[Object position labeling entries]
━━━━━━━━━━

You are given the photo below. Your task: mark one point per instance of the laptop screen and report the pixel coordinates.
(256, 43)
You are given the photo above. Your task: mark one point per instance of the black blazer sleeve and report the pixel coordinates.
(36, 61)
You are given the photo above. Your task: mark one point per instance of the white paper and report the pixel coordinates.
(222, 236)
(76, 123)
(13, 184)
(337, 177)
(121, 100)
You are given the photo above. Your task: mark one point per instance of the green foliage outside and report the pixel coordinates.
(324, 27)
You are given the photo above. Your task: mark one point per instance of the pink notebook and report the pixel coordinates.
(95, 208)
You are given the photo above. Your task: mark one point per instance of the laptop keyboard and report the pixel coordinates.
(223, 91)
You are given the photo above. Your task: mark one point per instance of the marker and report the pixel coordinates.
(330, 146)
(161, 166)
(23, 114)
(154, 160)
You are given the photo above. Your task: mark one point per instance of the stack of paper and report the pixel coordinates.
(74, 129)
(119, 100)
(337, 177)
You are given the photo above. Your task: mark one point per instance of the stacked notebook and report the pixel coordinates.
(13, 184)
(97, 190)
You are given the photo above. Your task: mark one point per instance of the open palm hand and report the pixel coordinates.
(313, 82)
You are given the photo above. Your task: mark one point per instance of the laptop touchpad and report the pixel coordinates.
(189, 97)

━━━━━━━━━━

WHAT IS REQUIRED — Give all the entries again exactly; leave none out.

RESULT OF THIS TASK —
You are given the photo below. Your task: mark one point per instance of the laptop screen and report the pixel coordinates.
(256, 43)
You are given the photo above. Your task: mark one point per instance of the black blazer sleeve and report the pixel coordinates.
(36, 61)
You are given the photo above. Your task: mark one point per instance of the white paper and report the pixel coordinates.
(222, 236)
(76, 123)
(13, 184)
(337, 177)
(121, 100)
You are given the photo above. Your task: mark one point per instance of the green foliage outside and report the pixel coordinates.
(324, 27)
You are given the photo above. Your task: mark one point per instance of the pink notebook and report the pixel coordinates.
(95, 208)
You are given the photo above. Your task: mark one point per instance of the laptop keyboard and report the pixel coordinates.
(223, 91)
You are given the photo above. Your task: mark one point per instance of the marker and report the pixel coordinates.
(330, 146)
(161, 166)
(23, 114)
(154, 160)
You are given the photo above. Your task: mark one point per instance of the stack of paper and report the pixel coordinates.
(74, 129)
(119, 100)
(337, 177)
You are given the photo above. Your task: mark one point per instance of the stacked notebook and report the pixel coordinates.
(13, 184)
(97, 190)
You are given the photo above. Your task: mark one point per instance of the open palm hand and report the pixel coordinates.
(313, 82)
You are given the photo above. Your task: mark one point per instance of the laptop touchpad and report the pixel coordinates.
(189, 97)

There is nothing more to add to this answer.